> _Text excerpt_:
·····
It would seem unwise.

Pumping money into the market is probably fueling additional incentives and growth. 

I wouldn’t want to buy all the drugs from cartels just to ensure they stayed out of the hands of kids.


----------



## jw (Jul 7, 2022)

Generalizations will not do. Failing explicitly to define words thrown out as accusations is -at best- lazy, -at worst- dishonest and dishonorable toward those of whom you accuse such things. I would encourage any to spend a little more time examining the contexts of both the OT Scriptures with regard to the regulation of slavery in the OT, considering the differences the Lord puts between enslavement of brethren, vs enslavement of non-covenant people, spoils of war, _etc_. Also, consider the NT assumption of the right relationship between slaves and masters, their duties one to another, and this in the context of household relationships (Wives, husbands, children, slaves, masters, _etc_.). It is not so cut and dry as the modern era would have us believe, and the abuses of a thing lawful, even regulated, do not call for its abolition, but its reform. When the Lord has given revelation on a matter, no amount of so-called “natural law” may cast out its lawfulness. On the other side of that -to be clear- no amount of the lawfulness of a thing can excuse the misuse, abuse, or misapplication of the thing, and every man will give an account.

Reactions: Like 6 | Amen 2


----------



## C. M. Sheffield (Jul 7, 2022)

Slavery and man-stealing are not the same thing. Conflating the two only shows one to be careless or worst, dishonest.

Reactions: Like 3


----------



## Pergamum (Jul 7, 2022)

C. M. Sheffield said:


> Slavery and man-stealing are not the same thing. Conflating the two only shows one to be careless or worst, dishonest.


How can I get a slave then without stealing a man?


----------



## retroGRAD3 (Jul 7, 2022)

Pergamum said:


> How can I get a slave then without stealing a man?


I believe the distinction is being made between the actual slavers (people going to territories and enslaving the person against their will) and people buying and selling slaves (those buying/selling people who are already slaves, but are not the ones going into places and enslaving them). The buying/selling part, not being "stealing", only the initial enslavement part would be. I think that is what I am gathering from this discussion so far.
·····
> _Records_:
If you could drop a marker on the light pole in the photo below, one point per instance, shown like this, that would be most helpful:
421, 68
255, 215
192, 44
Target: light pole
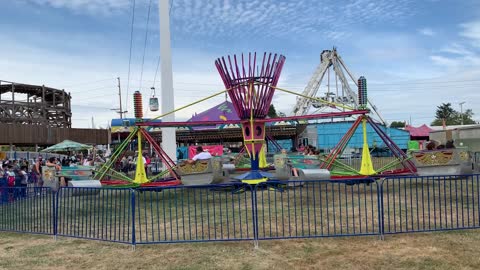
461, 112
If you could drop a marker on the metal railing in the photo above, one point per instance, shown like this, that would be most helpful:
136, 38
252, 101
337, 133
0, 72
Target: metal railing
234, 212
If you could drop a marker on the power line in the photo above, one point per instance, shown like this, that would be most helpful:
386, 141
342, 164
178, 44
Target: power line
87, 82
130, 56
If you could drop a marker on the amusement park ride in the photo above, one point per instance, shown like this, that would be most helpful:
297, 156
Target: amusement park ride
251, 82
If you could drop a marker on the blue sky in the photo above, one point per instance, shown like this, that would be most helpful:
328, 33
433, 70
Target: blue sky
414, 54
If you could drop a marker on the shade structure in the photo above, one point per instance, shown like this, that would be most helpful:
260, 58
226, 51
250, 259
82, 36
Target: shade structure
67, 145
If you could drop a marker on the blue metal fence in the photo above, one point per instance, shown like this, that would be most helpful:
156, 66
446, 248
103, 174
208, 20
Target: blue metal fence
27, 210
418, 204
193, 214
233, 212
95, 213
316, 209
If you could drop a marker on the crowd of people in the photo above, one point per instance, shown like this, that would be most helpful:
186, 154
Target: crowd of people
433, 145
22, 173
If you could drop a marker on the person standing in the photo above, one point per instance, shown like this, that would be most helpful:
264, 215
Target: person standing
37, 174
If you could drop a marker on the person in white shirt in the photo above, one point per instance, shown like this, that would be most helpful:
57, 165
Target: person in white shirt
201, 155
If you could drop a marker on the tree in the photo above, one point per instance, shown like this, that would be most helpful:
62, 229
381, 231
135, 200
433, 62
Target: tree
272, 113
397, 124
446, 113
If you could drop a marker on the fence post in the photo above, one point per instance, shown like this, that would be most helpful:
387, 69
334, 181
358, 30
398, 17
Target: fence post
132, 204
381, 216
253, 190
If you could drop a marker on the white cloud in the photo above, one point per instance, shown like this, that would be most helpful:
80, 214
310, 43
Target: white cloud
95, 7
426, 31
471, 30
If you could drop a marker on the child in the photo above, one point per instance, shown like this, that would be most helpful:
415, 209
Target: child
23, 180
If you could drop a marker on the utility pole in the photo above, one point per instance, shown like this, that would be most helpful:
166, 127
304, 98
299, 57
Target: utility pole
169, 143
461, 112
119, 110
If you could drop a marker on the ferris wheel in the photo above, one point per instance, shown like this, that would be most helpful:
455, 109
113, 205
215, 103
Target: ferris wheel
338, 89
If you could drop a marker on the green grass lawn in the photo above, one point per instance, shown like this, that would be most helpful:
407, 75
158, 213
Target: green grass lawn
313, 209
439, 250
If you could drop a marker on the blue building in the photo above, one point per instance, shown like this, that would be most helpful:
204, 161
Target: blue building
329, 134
·····
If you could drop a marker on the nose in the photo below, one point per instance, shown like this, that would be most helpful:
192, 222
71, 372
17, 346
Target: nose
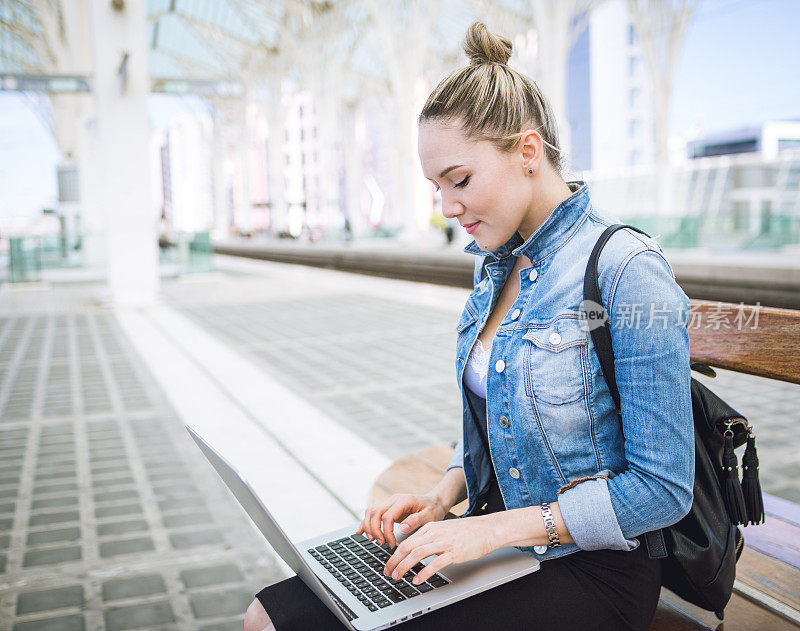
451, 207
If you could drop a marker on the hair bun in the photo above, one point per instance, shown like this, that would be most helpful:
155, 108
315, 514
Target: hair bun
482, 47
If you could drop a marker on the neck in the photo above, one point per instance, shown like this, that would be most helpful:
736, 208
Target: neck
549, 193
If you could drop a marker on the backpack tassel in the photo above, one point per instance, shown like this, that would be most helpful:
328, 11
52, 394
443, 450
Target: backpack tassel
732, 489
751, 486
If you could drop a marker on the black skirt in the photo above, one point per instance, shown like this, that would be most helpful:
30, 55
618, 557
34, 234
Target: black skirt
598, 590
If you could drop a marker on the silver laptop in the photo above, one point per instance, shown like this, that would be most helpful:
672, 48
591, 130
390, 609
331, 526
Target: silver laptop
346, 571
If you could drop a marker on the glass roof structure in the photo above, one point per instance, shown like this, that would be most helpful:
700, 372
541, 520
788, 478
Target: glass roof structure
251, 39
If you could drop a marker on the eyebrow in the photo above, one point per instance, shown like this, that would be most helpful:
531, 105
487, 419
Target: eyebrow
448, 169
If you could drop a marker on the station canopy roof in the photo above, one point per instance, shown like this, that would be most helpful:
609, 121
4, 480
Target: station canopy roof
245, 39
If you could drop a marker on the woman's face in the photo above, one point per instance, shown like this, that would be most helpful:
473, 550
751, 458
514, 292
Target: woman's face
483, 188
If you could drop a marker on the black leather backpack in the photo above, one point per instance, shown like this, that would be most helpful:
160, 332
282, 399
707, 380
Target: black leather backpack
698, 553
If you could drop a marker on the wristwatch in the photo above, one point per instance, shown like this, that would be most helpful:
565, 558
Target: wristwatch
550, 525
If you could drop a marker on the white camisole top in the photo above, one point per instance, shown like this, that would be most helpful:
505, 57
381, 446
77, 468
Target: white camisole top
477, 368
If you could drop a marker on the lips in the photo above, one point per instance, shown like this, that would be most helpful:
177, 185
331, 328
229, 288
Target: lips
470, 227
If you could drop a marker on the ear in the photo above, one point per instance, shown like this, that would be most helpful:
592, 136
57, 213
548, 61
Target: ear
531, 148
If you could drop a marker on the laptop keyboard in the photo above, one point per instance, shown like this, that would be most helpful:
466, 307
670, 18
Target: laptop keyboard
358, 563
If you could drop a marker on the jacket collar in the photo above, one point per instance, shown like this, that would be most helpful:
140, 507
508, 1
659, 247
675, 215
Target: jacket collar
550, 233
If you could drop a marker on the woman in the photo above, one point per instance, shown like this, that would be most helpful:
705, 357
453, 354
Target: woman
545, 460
·····
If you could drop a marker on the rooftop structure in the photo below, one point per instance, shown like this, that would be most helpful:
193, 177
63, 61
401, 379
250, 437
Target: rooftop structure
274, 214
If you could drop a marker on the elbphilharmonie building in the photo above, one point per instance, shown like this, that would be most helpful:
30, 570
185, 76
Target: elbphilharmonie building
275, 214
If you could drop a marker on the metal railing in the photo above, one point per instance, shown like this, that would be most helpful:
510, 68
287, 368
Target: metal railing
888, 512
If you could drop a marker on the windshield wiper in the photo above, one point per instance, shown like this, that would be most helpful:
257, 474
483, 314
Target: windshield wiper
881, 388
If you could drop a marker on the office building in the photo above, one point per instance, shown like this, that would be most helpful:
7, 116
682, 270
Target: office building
·····
> _Your tasks_:
- a) Write out the forum thread on slavery and Scripture, word for word, from "I believe the" up to and including "discussion so far.".
- b) Write what comes next in the forum thread on slavery and Scripture, starting after its last sentence.

> _Results in order_:
- a)
I believe the distinction is being made between the actual slavers (people going to territories and enslaving the person against their will) and people buying and selling slaves (those buying/selling people who are already slaves, but are not the ones going into places and enslaving them). The buying/selling part, not being "stealing", only the initial enslavement part would be. I think that is what I am gathering from this discussion so far.

- b)
----------



## Pergamum (Jul 7, 2022)

retroGRAD3 said:


> I believe the distinction is being made between the actual slavers (people going to territories and enslaving the person against their will) and people buying and selling slaves (those buying/selling people who are already slaves, but are not the ones going into places and enslaving them). The buying/selling part, not being "stealing", only the initial enslavement part would be. I think that is what I am gathering from this discussion so far.


Ok, thanks for the clarification. But are we allowed to buy stolen goods?

I grant that if a nation wars against us and we defeat them, in the past, we might enslave their male war captives as a punishment for a certain period of time. This happened in the past. As recent as WWII the Soviets made the German prisoners of war work hard labor for 5 or 6 years before freeing them, but their treatment seemed a very unjust evil that made me root for the Germans in WWII anytime they faced the Soviets. I wish the USSR was obliterated. 

But a set period of time and then emancipation seems just. For children to be born into slavery as slaves seems a great evil, as was done in the American South.

Reactions: Like 1


----------



## retroGRAD3 (Jul 7, 2022)

Pergamum said:


> Ok, thanks for the clarification. But are we allowed to buy stolen goods?


If you are asking my opinion specifically, I would say no, we should try to avoid buying stolen goods. However, if we are talking about the death penalty crime of man stealing, I am not sure it falls into the same category.


----------



## C. M. Sheffield (Jul 7, 2022)

Pergamum said:


> How can I get a slave then without stealing a man?


Biblically speaking, one may be subjected to slavery as a spoil of war. One may willingly enter the relation of a slave due to extreme poverty. A slave may be bought from another who lawfully owned them. And a slave may be obtained through inheritance. There are likely other ways in which a slave may be lawfully obtained but that's a few off the top of my head.

Reactions: Like 2


----------



## Pergamum (Jul 7, 2022)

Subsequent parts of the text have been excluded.